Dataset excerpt
╔══
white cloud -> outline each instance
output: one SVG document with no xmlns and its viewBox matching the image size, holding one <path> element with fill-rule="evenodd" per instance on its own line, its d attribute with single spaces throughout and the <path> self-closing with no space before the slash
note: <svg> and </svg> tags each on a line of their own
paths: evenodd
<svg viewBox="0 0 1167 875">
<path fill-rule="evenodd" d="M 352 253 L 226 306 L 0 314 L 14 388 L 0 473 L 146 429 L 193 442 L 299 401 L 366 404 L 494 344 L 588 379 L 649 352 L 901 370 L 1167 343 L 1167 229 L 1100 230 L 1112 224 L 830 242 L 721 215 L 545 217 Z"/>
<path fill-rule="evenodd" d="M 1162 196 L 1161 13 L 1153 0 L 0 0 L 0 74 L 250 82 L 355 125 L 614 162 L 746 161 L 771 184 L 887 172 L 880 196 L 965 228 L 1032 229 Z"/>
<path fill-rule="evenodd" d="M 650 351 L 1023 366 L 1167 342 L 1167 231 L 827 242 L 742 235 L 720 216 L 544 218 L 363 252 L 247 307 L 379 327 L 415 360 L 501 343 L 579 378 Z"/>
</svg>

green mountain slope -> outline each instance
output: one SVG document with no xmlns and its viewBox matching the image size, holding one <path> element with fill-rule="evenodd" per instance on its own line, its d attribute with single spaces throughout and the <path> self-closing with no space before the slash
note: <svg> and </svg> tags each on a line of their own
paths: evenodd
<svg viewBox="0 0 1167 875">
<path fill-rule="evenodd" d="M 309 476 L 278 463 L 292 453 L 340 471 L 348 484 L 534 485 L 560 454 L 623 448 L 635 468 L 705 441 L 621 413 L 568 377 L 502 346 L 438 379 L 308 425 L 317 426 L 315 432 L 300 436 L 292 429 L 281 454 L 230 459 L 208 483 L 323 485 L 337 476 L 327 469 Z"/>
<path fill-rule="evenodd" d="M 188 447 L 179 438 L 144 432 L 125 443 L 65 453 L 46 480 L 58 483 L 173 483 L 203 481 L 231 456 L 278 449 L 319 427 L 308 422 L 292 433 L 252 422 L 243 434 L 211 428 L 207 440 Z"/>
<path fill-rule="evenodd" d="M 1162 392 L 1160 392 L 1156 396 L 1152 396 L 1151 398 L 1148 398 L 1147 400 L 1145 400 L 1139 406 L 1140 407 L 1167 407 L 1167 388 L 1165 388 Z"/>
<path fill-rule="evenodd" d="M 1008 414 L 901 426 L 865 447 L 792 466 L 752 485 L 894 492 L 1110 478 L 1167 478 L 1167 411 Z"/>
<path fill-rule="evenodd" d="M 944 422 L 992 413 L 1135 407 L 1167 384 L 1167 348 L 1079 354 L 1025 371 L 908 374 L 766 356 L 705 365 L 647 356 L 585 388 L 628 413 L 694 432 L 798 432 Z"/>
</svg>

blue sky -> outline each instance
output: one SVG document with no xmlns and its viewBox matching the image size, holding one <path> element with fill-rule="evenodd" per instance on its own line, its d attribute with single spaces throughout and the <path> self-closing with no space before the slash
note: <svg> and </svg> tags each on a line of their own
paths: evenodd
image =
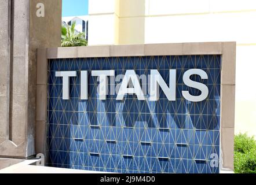
<svg viewBox="0 0 256 185">
<path fill-rule="evenodd" d="M 63 0 L 62 16 L 88 14 L 88 0 Z"/>
</svg>

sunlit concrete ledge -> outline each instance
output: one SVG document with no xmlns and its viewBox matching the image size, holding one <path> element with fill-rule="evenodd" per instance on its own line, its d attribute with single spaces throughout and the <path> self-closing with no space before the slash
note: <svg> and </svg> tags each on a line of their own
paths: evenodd
<svg viewBox="0 0 256 185">
<path fill-rule="evenodd" d="M 111 173 L 104 172 L 47 167 L 31 165 L 32 164 L 40 161 L 39 159 L 19 160 L 16 159 L 0 158 L 0 166 L 2 165 L 2 161 L 5 162 L 8 161 L 9 164 L 14 164 L 1 169 L 0 173 Z M 15 164 L 15 162 L 18 163 Z"/>
</svg>

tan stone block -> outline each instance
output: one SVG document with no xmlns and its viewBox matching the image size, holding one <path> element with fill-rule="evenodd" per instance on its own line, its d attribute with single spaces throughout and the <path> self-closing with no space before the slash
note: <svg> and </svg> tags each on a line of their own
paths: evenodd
╚══
Render every line of the items above as a JSON list of strings, one string per line, omitting blank lines and the pictures.

## WORKED SOLUTION
[
  "white cloud -> outline each instance",
  "output: one SVG document with no xmlns and its viewBox matching the image size, holding one <path> element with fill-rule=\"evenodd\" per instance on its own line, its d attribute with single spaces throughout and the <path> self-closing with no space before the slash",
  "note: <svg> and </svg> tags each on a line of their own",
  "paths: evenodd",
  "<svg viewBox=\"0 0 1167 875\">",
  "<path fill-rule=\"evenodd\" d=\"M 352 253 L 226 306 L 0 314 L 14 388 L 0 473 L 146 429 L 193 442 L 299 401 L 366 404 L 494 344 L 588 379 L 649 352 L 901 370 L 1167 343 L 1167 229 L 1100 230 L 1112 224 L 830 242 L 721 215 L 545 217 Z\"/>",
  "<path fill-rule=\"evenodd\" d=\"M 1162 196 L 1161 13 L 1153 0 L 0 0 L 0 74 L 250 82 L 355 125 L 614 162 L 746 161 L 771 184 L 887 172 L 880 196 L 965 228 L 1032 229 Z\"/>",
  "<path fill-rule=\"evenodd\" d=\"M 650 351 L 1023 366 L 1167 342 L 1167 231 L 827 242 L 742 235 L 720 216 L 544 218 L 363 252 L 247 307 L 379 327 L 415 360 L 501 343 L 579 378 Z\"/>",
  "</svg>",
  "green mountain slope -> outline each instance",
  "output: one SVG document with no xmlns and its viewBox matching the image size, holding one <path> element with fill-rule=\"evenodd\" per instance on its own line, its d attribute with single spaces throughout and the <path> self-closing with no space before the slash",
  "note: <svg> and </svg> tags each on a line of their own",
  "paths: evenodd",
  "<svg viewBox=\"0 0 1167 875\">",
  "<path fill-rule=\"evenodd\" d=\"M 309 476 L 278 463 L 292 453 L 340 471 L 348 484 L 534 485 L 560 454 L 623 448 L 635 468 L 705 441 L 621 413 L 568 377 L 502 346 L 438 379 L 308 425 L 317 426 L 315 432 L 300 436 L 292 429 L 281 454 L 230 459 L 208 483 L 323 485 L 337 476 L 327 469 Z\"/>",
  "<path fill-rule=\"evenodd\" d=\"M 188 447 L 179 438 L 144 432 L 125 443 L 65 453 L 46 480 L 58 483 L 173 483 L 203 481 L 231 456 L 278 449 L 319 427 L 308 422 L 292 433 L 252 422 L 243 434 L 211 428 L 207 440 Z\"/>",
  "<path fill-rule=\"evenodd\" d=\"M 1162 392 L 1160 392 L 1156 396 L 1152 396 L 1151 398 L 1148 398 L 1147 400 L 1145 400 L 1139 406 L 1140 407 L 1167 407 L 1167 388 L 1165 388 Z\"/>",
  "<path fill-rule=\"evenodd\" d=\"M 1008 414 L 901 426 L 865 447 L 792 466 L 752 485 L 894 492 L 1110 478 L 1167 478 L 1167 411 Z\"/>",
  "<path fill-rule=\"evenodd\" d=\"M 944 422 L 992 413 L 1135 407 L 1167 384 L 1167 348 L 1079 354 L 1025 371 L 908 374 L 766 356 L 705 365 L 647 356 L 585 388 L 628 413 L 694 432 L 798 432 Z\"/>",
  "</svg>",
  "blue sky -> outline each instance",
  "output: one SVG document with no xmlns and its viewBox matching the image size, holding one <path> element with fill-rule=\"evenodd\" per instance on its own line, its d attribute with single spaces throughout and the <path> self-closing with no space before the slash",
  "note: <svg> and </svg> tags each on a line of their own",
  "paths: evenodd",
  "image =",
  "<svg viewBox=\"0 0 256 185\">",
  "<path fill-rule=\"evenodd\" d=\"M 63 0 L 62 16 L 88 14 L 88 0 Z\"/>",
  "</svg>",
  "sunlit concrete ledge -> outline each instance",
  "output: one SVG document with no xmlns and its viewBox matching the image size, holding one <path> element with fill-rule=\"evenodd\" per instance on its own line, its d attribute with single spaces throughout and the <path> self-closing with no space before the slash",
  "note: <svg> and </svg> tags each on a line of their own",
  "paths: evenodd",
  "<svg viewBox=\"0 0 256 185\">",
  "<path fill-rule=\"evenodd\" d=\"M 111 173 L 104 172 L 47 167 L 31 165 L 32 164 L 40 161 L 39 159 L 19 160 L 16 159 L 0 158 L 0 166 L 2 165 L 2 161 L 5 162 L 8 161 L 9 164 L 14 164 L 1 169 L 0 173 Z M 15 164 L 15 162 L 18 163 Z\"/>",
  "</svg>",
  "tan stone block -> outline each instance",
  "output: one SVG document with no xmlns and its viewBox matching the image size, holding one <path> element with fill-rule=\"evenodd\" per instance on its own line, its d attribute with single spaces throughout and the <path> self-closing with no space before the slash",
  "note: <svg> and </svg> tags each on a line of their own",
  "paths: evenodd"
]